PASAJE DADO:
╭──

El salmo, que partió de nuestro descubrimiento de que somos débiles y estamos lejos del esplendor divino, al final llega a esta gran sorpresa de la acción divina: a nuestro lado está el Dios-Emmanuel, que para los cristianos tiene el rostro amoroso de Jesucristo, Dios hecho hombre, hecho uno de nosotros.

 

25 de enero de 2006

La unidad de los cristianos

1. Concluye hoy la Semana de oración por la unidad de los cristianos, durante la cual hemos reflexionado en la necesidad de pedir constantemente al Señor el gran don de la unidad plena entre todos los discípulos de Cristo. En efecto, la oración contribuye de modo esencial a hacer más sincero y fructífero el compromiso ecuménico común de las Iglesias y comunidades eclesiales.

En este encuentro queremos reanudar la meditación sobre el salmo 143, que la Liturgia de las Vísperas nos propone en dos momentos distintos (cf. vv. 1-8 y vv. 9-15). Tiene el tono de un himno; y también en este segundo movimiento del salmo entra en escena la figura del «Ungido», es decir, del «Consagrado» por excelencia, Jesús, que atrae a todos hacia sí para hacer de todos «uno» (cf. Jn 17,11.21). Con razón, la escena que dominará el canto estará marcada por la prosperidad y la paz, los símbolos típicos de la era mesiánica.

╰──

TU OBJETIVO:
Según el pasaje, ¿sobre qué salmo se quiere reanudar la meditación? Indícalo, por favor. Las filas no guardan relación con el pasaje.

FILAS LISTADAS:

╭──

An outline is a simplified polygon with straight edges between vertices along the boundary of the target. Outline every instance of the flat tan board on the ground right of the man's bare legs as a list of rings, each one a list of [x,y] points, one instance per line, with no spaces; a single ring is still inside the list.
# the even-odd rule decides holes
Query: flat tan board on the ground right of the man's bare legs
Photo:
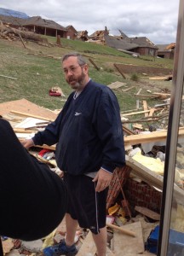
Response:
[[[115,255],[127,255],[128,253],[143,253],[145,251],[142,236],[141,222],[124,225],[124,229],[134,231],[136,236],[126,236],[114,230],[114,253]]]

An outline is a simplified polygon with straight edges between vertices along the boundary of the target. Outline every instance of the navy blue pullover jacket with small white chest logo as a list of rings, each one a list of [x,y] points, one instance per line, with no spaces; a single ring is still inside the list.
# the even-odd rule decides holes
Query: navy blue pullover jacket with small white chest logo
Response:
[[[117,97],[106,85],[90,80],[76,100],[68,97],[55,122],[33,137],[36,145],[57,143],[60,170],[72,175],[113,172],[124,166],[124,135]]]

╰──
╭──

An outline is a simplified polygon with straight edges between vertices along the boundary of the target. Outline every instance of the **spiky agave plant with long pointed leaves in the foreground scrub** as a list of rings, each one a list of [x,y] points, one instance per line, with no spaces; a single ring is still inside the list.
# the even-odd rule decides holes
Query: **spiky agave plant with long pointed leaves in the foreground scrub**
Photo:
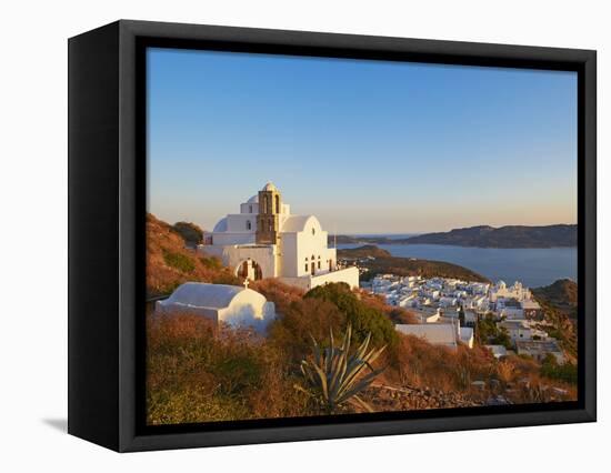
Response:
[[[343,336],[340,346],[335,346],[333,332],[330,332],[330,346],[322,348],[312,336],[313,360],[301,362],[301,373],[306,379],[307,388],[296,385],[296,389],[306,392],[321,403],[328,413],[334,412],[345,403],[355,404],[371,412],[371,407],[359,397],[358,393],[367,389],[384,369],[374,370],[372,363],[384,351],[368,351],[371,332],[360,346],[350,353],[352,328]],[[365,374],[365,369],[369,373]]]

╰──

SOLUCIÓN DEL PROBLEMA:
Sobre el salmo 143.